◆ Texte de la page
Matthieu Lamy, président de l’OPQTECC, est intervenu dans le magazine Économie & Construction de l’Untec. Dans son interview, il revient sur le rôle clé de l’organisme auprès des professionnels, l’actualité des qualifications et les perspectives pour l’avenir. Retrouvez ici l’intégralité de son intervention.
Économie & Construction / On entend souvent parler de la simplification et la modernisation des démarches de qualification, où en êtes-vous sur le sujet ?
Matthieu Lamy / La simplification est une demande récurrente de nos adhérents. Mais simplifier ne veut pas dire baisser la qualité des certifications.
La première mesure prise concerne la constitution des dossiers de qualification des entreprises. Aujourd’hui tous nos adhérents peuvent présenter des dossiers qui ont jusqu’à six ans d’ancienneté, avant c’était quatre ans.
Quelqu’un qui fait son métier depuis 25 ans, en principe il le connait et s’il a mené des projets dans le domaine de la nomenclature concernée au cours de six dernières années, il a la compétence.
Prenons l’exemple d’une mission d’OPC, bien souvent vous êtes occupé à mi-temps ou quasi-temps plein. Un économiste de la construction qui a deux ou trois salariés, ce qui est le cas d’une bonne partie de nos adhérents, peut se retrouver avec une part très importante de son temps occupée par cette activité. C’est légitime quand on est chef d’entreprise de prendre ce type de dossier, mais ça ne l’est pas de faire perdre la qualification à cette personne juste parce qu’elle a eu un raisonnement de chef d’entreprise tout à fait normal.
Si on extrapole ça à d’autres types de missions, il paraît évident qu’on ne peut pas demander aux entreprises d’avoir tout le temps un grand nombre de dossiers ou alors cela serait des petits projets en grand nombre sur une courte période. Ce qui a mon avis ne reflète pas non plus une compétence plus forte.
La seconde avancée concerne donc la réduction du nombre de dossiers à deux projets en six ans et c’est tout – cela quelle que soit la qualification. Le fait d’avoir deux projets, automatiquement, vous pouvez être qualifié dans n’importe quel domaine de la qualification de la nomenclature.
Selon la même logique, nous avons ouvert la possibilité de constituer un dossier de qualification avec un seul projet de référence dit « Grand projet ».

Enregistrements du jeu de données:
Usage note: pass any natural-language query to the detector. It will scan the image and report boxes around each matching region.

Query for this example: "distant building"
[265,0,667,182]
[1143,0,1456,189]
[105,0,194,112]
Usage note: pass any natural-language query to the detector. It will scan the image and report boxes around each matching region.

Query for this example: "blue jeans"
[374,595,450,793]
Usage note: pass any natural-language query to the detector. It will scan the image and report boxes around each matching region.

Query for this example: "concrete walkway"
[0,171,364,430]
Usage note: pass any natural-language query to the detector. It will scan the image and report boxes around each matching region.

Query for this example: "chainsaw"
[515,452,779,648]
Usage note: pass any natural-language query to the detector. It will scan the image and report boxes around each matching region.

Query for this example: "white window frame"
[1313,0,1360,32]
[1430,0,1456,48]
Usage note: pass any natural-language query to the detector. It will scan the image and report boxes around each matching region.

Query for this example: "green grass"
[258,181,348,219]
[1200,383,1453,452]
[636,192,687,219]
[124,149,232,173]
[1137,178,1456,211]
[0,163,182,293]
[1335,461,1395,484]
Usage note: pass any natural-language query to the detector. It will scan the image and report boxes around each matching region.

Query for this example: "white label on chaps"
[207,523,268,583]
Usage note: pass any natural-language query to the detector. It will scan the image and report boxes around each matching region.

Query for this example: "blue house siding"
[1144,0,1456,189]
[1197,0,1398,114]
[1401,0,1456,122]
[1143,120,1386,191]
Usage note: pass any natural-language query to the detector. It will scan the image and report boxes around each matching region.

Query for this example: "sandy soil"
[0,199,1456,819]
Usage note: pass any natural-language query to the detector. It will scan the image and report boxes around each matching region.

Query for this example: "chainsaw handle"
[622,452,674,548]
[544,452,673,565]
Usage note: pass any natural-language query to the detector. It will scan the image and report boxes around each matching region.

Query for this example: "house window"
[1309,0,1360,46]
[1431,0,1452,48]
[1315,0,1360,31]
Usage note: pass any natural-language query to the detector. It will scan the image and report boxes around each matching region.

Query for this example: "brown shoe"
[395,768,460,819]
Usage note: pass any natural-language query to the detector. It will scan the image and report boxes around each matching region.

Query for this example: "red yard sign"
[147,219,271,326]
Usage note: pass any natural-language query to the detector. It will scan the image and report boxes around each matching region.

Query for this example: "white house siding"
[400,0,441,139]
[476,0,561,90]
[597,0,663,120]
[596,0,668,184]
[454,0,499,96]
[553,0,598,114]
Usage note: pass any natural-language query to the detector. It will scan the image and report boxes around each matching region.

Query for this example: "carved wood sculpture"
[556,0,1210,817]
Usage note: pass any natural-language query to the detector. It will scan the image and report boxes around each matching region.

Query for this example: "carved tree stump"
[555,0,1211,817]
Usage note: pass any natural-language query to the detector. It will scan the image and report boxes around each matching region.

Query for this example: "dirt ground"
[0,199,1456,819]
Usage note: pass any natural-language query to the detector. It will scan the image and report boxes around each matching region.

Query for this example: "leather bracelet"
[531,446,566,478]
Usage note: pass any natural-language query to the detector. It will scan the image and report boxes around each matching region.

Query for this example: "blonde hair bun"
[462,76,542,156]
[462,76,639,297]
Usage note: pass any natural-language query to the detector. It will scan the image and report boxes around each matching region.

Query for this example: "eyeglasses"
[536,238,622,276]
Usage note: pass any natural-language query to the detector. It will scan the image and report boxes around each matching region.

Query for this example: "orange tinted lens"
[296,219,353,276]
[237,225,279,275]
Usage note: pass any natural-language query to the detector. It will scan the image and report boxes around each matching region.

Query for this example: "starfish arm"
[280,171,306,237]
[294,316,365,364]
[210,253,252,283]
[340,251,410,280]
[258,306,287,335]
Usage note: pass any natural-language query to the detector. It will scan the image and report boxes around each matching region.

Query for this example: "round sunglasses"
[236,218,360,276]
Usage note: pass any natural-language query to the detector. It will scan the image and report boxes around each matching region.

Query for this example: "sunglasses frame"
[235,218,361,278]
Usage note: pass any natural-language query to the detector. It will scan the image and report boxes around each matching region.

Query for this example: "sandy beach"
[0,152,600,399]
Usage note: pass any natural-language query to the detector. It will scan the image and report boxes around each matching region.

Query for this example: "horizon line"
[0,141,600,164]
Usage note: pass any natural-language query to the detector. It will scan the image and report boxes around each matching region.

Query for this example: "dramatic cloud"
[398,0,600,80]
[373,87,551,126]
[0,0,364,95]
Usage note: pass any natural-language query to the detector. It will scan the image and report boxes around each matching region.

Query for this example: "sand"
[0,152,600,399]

◆ Consignes à suivre
1. Recopiez les enregistrements depuis leur tout début jusqu'à la ligne contenant "[1430,0,1456,48]", celle-ci comprise, en substituant "locator" à "detector" et en laissant tout le reste intact.
2. Rédigez la suite de l'entretien avec le président de l'OPQTECC sur les démarches de qualification, à partir de l'endroit où il s'arrête.

◆ Les réponses
1.
Usage note: pass any natural-language query to the locator. It will scan the image and report boxes around each matching region.

Query for this example: "distant building"
[265,0,667,182]
[1143,0,1456,189]
[105,0,194,112]
Usage note: pass any natural-language query to the locator. It will scan the image and report boxes around each matching region.

Query for this example: "blue jeans"
[374,595,450,793]
Usage note: pass any natural-language query to the locator. It will scan the image and report boxes around each matching region.

Query for this example: "concrete walkway"
[0,171,364,430]
Usage note: pass any natural-language query to the locator. It will scan the image and report boxes around each matching region.

Query for this example: "chainsaw"
[515,452,779,648]
Usage note: pass any natural-language query to the locator. It will scan the image and report boxes around each matching region.

Query for this example: "white window frame"
[1313,0,1360,32]
[1430,0,1456,48]

2.
La qualification de « Grand projet » relève de la décision de la commission de qualification qui est constitué de chacun de nos collèges de référence et en particulier les maîtres d’ouvrage et les représentants de pouvoirs publics.
Un gros effort a également été fait sur la réduction du volume de documents demandés. Nous demandions aux adhérents de produire :
• un bilan chaque année pour pouvoir apprécier la robustesse de leur société ;
• un compte de résultat pour pouvoir vérifier leur niveau de chiffre d’affaires.
Je n’étais pas convaincu de l’utilité de ces documents et le conseil d’administration m’a également suivi sur ce point, considérant que la déclaration du chiffre d’affaires faite aux assurances est largement plus probante. Nous avons donc supprimé tout le reste ! Ces mesures ont été votées à l’unanimité du conseil d’administration qui est constitué majoritairement (en termes de droit de vote) des maîtres d’ouvrage, qui sont des clients et des représentants de l’État.
Elles ont déjà été mises en application à compter de 2021. Tous les dossiers présentés à compter de cette année, ont donc été acceptés par le conseil d’administration ainsi que le Cofrac qui a renouvelé son accréditation.
Nous allons continuer à simplifier si cela est encore possible, mais pour la plupart des thématiques il est compliqué d’aller beaucoup plus loin.
Il reste le sujet de la formation dont j’ai beaucoup entendu parler. Mais j’ai du mal à voir comment on pourrait faire moins de 50 % du minimum légal comme l’ont mis en place mes prédécesseurs. Il faut en revanche adapter les modalités pédagogiques et les coûts de formation comme nous l’avons fait avec le Mooc Untec Services.
Depuis un an nous avons un catalogue de Mooc de formations avec quasiment toutes les thématiques possibles (énergie, métiers de l’économie et la construction…). Nous avons un panel de formations qui touche toutes les personnes qui font de l’économie.
É & C / Comment allez-vous renforcer votre présence et votre visibilité auprès des économistes de la construction ?
M L / Notre présence et notre visibilité passent par des actions en collaboration avec l’Untec : présence de l’OPQTECC à tous les congrès de l’Untec, la lettre envoyée avec le magazine E&C, des newsletters mais aussi des évènements programmés avec Untec Services comme des webinaires techniques où l’OPQTECC va présenter des actualités importantes de la profession.
L’Untec est pour nous le canal naturel pour s’adresser aux économistes et je souhaite, dans le cadre de mon mandat au bureau exécutif de l’Untec, encore renforcer cette collaboration.
É & C / Le métier d’Économiste de la Construction évolue. Comment intégrer ces évolutions ?
M L / Le métier évolue sur plusieurs sujets. Il évolue dans les prestations qui sont faites. Il y a une évolution complète dans la façon dont les professionnels travaillent.
La notion d’entrepreneur individuel tend à disparaître. On se structure de plus en plus car on a besoin de logiciels, de formations, d’être capable de faire levier sur une pluridisciplinarité plus forte.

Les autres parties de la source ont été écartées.